Assignment
Beginning at the line that holds "Map the blossom", restate each line exactly through the final line of the records. Include both of those lines.

---------- Records for the task ----------

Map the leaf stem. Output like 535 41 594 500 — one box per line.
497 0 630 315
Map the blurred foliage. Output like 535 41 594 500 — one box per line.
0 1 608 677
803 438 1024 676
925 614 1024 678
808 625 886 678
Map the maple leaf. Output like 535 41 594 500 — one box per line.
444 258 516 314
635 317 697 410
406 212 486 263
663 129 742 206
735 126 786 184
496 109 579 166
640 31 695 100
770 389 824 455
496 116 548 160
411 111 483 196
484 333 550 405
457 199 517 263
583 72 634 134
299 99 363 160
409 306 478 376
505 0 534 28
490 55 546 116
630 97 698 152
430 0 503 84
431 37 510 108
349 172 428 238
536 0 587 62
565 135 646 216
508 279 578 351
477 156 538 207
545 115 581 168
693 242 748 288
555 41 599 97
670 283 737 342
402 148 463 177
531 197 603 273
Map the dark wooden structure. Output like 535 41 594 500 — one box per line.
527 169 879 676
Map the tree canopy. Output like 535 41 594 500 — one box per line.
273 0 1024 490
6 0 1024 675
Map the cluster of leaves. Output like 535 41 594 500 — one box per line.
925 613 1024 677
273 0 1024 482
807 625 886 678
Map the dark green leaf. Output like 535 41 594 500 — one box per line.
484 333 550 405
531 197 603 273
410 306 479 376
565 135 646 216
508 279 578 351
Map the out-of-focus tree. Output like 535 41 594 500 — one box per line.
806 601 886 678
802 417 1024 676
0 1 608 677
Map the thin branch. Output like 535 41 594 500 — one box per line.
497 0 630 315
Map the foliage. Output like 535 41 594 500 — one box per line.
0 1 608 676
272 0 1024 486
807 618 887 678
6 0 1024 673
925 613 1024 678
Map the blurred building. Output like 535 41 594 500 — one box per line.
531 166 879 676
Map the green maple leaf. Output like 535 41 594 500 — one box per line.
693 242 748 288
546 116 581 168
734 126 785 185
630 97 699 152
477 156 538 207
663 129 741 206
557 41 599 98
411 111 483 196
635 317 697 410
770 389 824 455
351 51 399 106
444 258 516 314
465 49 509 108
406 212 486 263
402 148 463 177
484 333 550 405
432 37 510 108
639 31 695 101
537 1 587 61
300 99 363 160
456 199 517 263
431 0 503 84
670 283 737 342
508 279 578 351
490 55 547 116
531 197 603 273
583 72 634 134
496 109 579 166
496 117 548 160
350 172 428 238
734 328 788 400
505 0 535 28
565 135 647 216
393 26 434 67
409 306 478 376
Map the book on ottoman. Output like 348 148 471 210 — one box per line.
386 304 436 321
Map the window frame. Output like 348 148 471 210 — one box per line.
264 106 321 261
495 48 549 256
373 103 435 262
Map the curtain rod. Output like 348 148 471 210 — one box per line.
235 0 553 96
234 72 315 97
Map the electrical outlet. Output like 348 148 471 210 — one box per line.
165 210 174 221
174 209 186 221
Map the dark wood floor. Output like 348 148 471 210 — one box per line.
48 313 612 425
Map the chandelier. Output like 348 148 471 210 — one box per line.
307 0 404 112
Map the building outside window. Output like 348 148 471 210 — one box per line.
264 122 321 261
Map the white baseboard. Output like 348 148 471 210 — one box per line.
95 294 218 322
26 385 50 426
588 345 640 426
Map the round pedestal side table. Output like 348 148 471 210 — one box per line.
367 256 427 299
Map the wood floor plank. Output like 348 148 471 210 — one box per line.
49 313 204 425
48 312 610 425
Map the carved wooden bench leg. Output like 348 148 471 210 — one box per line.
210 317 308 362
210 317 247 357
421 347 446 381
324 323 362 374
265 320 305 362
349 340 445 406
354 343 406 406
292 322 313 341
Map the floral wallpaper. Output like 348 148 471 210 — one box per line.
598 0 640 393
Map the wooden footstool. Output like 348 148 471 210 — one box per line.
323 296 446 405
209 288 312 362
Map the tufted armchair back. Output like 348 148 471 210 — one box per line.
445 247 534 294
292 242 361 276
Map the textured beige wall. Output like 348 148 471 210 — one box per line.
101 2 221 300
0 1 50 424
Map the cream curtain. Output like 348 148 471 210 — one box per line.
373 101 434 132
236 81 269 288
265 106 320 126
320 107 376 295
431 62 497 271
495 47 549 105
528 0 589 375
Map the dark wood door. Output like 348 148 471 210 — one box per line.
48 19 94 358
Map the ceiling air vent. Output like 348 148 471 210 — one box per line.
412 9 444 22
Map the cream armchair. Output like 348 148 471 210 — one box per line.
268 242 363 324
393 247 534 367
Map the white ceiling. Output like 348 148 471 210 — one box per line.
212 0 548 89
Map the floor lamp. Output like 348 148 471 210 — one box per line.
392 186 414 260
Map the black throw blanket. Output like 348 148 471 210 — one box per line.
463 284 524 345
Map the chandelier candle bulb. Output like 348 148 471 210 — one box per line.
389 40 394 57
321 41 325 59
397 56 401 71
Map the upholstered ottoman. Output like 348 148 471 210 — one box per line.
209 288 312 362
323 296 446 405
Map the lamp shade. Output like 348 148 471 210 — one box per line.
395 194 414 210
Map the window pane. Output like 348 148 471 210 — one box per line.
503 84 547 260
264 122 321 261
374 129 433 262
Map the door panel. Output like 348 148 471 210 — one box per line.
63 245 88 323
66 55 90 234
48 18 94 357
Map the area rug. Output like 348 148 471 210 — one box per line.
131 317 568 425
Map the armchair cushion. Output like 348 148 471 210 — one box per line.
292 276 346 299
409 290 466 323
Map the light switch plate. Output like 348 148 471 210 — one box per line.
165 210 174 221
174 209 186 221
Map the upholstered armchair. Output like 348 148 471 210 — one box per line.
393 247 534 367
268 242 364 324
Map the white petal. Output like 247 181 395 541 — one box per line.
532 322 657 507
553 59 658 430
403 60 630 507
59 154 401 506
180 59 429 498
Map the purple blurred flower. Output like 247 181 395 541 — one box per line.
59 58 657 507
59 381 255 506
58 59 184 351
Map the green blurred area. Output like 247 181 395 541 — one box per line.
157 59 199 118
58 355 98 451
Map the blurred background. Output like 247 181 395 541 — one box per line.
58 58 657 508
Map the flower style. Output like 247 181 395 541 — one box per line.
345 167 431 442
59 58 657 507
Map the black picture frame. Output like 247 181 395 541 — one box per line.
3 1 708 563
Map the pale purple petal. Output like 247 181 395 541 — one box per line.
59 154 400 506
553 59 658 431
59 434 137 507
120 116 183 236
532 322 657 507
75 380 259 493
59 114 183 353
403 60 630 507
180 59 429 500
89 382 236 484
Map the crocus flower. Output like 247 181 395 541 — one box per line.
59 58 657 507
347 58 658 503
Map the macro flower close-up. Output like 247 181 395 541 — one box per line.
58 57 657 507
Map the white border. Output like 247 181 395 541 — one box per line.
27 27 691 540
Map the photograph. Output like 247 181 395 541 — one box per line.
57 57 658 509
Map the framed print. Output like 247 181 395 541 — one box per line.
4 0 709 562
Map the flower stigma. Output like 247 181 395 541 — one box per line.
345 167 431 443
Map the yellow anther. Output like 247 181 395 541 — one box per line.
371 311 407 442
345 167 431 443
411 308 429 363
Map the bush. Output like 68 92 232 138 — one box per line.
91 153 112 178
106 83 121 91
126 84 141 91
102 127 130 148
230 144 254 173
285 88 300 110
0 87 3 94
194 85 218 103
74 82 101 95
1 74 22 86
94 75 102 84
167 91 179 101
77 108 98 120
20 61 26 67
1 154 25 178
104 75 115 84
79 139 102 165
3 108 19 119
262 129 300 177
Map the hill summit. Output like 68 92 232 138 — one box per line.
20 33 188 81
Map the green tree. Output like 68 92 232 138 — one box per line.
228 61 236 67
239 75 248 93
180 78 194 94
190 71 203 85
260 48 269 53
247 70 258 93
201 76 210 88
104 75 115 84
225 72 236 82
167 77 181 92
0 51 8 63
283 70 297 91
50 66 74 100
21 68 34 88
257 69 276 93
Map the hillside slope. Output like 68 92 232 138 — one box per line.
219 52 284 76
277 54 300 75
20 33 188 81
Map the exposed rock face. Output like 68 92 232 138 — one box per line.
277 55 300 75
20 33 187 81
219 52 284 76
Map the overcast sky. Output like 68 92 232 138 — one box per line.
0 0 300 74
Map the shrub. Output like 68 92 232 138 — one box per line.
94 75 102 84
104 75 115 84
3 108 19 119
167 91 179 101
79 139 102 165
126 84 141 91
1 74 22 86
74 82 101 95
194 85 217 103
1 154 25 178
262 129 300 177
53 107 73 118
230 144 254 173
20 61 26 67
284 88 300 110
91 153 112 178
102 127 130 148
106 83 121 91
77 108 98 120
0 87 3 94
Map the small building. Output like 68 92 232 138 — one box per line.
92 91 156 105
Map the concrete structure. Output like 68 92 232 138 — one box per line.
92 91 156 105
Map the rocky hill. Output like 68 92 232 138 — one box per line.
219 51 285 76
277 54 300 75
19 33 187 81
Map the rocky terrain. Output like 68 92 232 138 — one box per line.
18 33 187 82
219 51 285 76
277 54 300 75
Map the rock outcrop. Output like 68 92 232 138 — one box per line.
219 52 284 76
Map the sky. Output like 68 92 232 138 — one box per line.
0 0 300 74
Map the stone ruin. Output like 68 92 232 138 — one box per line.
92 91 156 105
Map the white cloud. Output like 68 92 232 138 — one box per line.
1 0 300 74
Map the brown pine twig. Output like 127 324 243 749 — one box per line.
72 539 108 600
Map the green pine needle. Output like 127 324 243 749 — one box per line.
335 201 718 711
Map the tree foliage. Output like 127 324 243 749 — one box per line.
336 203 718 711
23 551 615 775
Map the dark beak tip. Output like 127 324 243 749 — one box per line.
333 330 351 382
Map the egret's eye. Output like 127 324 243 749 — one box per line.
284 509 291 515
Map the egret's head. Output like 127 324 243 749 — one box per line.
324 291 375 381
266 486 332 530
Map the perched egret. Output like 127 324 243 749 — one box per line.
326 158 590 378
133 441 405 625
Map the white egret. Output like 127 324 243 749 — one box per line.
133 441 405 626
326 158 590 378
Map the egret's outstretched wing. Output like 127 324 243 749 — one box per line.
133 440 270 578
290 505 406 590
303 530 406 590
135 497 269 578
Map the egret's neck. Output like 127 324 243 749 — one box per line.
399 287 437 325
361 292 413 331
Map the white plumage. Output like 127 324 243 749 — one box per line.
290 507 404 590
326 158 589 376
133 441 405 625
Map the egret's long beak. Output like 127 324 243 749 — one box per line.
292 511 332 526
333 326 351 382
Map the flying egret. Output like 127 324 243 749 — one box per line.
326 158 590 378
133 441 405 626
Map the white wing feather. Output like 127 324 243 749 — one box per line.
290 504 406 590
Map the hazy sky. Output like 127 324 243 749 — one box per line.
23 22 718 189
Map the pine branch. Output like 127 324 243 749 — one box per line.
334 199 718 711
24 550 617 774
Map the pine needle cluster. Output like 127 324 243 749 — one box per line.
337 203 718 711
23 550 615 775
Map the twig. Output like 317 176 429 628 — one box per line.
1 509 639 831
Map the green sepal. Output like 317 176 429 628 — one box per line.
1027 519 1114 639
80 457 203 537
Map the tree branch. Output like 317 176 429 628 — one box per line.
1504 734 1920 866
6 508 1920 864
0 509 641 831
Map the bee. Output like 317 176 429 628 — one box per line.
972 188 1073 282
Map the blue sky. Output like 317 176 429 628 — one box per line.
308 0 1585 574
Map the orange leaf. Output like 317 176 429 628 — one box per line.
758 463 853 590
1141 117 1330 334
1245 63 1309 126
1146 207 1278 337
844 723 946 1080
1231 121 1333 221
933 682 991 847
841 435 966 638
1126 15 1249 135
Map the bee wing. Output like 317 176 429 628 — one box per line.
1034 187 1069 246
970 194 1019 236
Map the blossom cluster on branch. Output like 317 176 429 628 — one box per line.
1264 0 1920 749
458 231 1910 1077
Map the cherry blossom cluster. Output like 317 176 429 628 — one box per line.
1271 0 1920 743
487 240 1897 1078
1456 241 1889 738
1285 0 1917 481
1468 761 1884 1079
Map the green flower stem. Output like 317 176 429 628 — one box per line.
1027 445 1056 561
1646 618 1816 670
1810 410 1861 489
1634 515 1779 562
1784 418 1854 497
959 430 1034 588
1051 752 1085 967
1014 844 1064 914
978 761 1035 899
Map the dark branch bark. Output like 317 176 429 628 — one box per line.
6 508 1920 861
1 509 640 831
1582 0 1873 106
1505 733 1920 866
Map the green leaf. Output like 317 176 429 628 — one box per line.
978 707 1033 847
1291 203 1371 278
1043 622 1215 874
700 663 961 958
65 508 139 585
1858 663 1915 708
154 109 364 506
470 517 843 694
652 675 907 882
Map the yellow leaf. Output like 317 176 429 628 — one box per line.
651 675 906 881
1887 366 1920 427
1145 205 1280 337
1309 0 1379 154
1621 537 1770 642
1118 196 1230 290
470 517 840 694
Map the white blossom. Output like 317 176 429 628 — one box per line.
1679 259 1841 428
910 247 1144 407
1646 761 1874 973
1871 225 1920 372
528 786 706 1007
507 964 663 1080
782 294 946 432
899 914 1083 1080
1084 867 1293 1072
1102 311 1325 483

----------

Problem solution
Map the blossom cluster on branch. Output like 317 176 429 628 — one box per line.
1264 0 1920 749
458 231 1910 1077
Map the cherry blossom cluster. Output like 317 176 429 628 — one box per line.
1271 0 1920 743
487 240 1897 1078
1456 241 1889 738
1285 0 1917 481
1468 761 1884 1079
Map the green flower stem. Output like 317 176 429 628 — one box per line.
1027 445 1056 561
1646 618 1816 670
1810 410 1861 489
1634 515 1779 562
1784 418 1854 497
959 430 1034 588
1051 752 1085 967
1014 844 1064 914
978 761 1035 899
Map the dark branch bark. Output like 317 176 429 628 — one box per line.
6 508 1920 861
1 509 640 831
1582 0 1873 106
1505 733 1920 866
Map the green leaf. Output like 317 176 429 628 — one box per line.
978 707 1033 847
1291 203 1371 278
1043 622 1215 874
700 663 961 958
65 508 139 585
1858 663 1915 708
154 109 364 506
470 517 843 694
652 675 907 882
Map the yellow leaf. Output like 317 176 429 628 — one box per line.
651 675 906 881
1887 366 1920 427
1145 205 1280 337
1309 0 1379 154
1621 537 1770 642
1118 196 1230 290
470 517 840 694
Map the white blossom. Output like 317 176 429 628 — one box per line.
1679 259 1841 428
910 247 1144 407
1646 761 1874 973
1871 225 1920 372
528 786 706 1007
507 964 663 1080
782 294 946 432
899 914 1083 1080
1084 867 1293 1072
1102 311 1325 483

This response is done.